[Start PROVIDED TEXT]

On a more interesting note the first in this blog's series of "Great Spooks of History" is Sidney Reilly.
Reilly (1874?-1925) was a Russian-born adventurer who worked for British Secret Intelligence Service (commonly known as MI6) for a time. His legend grew after his death and Ian Fleming used him as a model for James Bond.
Reilly told various tales about his origins. Apparently the most widespread version is that he was born Georgi Rosenblum in Odessa, (former) Russian Empire, on March 24, 1874.
According to himself, he was arrested as a young man for carrying messages for a "radical" group called Friends of Enlightenment. When he was released, he was told that his mother was dead and that his real father was actually her Jewish doctor Rosenblum. Newly "christened" as Sigmund Rosenblum, he hid as a stowaway in a British ship on its way to South America.

[End PROVIDED TEXT]

TASK REQUIREMENTS:
(A) In the text on Sidney Reilly, which writer used Reilly as a model for James Bond?
(B) List every name that the text on Sidney Reilly gives for Reilly himself.

[Start RECORD EXTRACTS]

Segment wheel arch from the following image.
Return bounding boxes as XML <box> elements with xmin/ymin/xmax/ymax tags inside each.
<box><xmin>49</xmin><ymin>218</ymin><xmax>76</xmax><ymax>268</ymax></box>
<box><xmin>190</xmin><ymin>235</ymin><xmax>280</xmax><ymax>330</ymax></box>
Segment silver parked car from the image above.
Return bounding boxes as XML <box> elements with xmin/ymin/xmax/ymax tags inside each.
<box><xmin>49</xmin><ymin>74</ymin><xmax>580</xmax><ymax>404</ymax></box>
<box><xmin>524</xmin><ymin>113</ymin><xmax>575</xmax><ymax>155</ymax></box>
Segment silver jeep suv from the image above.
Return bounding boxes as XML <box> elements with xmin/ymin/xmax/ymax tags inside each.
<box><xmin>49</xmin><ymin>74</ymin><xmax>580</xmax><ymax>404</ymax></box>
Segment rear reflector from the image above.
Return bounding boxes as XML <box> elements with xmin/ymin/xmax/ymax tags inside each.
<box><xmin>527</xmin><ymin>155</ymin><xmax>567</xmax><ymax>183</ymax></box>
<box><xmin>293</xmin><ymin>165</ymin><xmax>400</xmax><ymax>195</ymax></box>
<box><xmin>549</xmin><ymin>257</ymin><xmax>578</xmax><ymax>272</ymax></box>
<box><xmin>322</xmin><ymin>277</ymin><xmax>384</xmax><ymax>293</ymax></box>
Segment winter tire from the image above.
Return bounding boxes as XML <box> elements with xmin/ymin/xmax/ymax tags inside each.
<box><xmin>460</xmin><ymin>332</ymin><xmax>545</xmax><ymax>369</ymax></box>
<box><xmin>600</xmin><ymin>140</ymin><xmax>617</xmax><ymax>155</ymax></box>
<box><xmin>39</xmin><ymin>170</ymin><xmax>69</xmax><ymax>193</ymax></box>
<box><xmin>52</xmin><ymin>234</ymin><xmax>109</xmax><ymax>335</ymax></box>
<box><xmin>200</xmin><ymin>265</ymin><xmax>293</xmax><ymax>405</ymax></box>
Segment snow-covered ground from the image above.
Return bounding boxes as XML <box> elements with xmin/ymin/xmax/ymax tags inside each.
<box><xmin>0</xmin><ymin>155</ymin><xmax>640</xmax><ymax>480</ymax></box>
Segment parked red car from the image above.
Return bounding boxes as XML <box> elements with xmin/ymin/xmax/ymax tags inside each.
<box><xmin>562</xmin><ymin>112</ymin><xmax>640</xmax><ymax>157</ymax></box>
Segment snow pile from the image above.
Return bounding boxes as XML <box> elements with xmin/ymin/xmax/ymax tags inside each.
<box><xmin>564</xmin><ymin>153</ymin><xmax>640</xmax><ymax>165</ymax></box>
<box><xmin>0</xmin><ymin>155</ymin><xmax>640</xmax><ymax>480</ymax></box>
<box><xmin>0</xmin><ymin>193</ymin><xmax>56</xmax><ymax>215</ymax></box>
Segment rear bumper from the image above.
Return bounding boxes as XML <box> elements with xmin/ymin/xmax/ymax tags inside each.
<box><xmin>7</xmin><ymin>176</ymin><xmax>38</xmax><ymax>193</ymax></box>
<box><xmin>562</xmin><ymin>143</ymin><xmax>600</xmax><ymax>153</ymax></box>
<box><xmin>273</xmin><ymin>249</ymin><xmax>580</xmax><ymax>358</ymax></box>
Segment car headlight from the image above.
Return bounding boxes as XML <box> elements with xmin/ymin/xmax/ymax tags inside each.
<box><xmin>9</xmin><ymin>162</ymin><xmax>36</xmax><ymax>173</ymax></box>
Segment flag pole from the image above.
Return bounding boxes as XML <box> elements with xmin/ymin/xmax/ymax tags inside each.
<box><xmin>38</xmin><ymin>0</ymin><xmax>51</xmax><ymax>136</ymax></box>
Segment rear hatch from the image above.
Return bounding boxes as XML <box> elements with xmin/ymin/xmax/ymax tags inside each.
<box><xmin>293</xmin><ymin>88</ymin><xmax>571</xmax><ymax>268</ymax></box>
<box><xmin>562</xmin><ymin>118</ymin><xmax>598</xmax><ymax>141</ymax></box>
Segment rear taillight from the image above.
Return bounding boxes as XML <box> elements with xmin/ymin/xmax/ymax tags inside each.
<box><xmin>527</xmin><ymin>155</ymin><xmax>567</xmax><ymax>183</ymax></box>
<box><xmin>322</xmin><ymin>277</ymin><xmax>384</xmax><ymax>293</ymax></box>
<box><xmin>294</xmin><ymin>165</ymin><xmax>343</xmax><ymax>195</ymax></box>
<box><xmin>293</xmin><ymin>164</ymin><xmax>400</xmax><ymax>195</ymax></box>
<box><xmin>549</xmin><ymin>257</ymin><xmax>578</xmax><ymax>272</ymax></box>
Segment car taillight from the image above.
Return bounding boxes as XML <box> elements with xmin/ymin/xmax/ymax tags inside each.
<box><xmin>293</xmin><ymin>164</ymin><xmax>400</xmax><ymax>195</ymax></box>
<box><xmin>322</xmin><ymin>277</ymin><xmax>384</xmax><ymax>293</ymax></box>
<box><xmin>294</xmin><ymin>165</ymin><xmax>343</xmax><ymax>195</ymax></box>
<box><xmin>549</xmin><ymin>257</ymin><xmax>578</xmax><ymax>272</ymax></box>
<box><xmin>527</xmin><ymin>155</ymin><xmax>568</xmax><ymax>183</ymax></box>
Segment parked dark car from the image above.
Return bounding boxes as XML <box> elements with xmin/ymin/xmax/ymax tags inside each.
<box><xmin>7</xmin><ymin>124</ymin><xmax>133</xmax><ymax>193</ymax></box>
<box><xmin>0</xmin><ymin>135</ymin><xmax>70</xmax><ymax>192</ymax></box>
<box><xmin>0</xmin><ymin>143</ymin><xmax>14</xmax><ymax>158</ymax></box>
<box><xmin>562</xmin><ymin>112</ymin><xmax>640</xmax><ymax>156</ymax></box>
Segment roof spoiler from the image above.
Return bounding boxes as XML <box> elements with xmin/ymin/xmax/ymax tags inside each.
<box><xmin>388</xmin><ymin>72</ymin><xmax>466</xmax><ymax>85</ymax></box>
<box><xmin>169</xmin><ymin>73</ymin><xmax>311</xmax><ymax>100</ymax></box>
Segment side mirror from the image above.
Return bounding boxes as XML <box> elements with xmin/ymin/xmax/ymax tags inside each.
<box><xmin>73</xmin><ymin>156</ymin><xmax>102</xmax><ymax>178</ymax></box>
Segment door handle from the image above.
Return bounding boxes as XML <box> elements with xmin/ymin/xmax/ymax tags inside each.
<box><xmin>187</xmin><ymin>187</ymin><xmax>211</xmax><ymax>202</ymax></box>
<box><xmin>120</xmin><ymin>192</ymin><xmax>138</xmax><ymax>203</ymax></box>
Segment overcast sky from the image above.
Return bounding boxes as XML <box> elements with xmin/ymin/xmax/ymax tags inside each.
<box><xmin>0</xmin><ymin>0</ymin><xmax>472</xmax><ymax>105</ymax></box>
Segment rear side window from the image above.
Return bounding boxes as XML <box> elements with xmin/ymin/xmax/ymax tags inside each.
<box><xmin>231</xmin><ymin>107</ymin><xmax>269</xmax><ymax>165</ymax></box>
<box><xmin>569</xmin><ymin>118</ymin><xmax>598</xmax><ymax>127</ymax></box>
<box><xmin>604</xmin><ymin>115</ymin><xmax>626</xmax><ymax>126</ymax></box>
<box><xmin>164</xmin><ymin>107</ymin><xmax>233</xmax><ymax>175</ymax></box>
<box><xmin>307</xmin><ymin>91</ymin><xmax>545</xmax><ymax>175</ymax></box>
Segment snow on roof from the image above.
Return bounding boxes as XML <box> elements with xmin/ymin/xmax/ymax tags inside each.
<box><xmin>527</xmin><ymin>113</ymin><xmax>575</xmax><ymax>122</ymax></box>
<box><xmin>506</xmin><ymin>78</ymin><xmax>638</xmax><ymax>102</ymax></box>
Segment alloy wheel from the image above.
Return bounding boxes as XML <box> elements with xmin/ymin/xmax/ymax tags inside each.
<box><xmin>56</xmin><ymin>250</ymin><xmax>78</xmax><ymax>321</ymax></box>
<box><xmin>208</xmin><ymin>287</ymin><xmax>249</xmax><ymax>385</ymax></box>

[End RECORD EXTRACTS]

RESULTS FOR EACH TASK:
(A) Ian Fleming

(B) Sidney Reilly, Georgi Rosenblum, Sigmund Rosenblum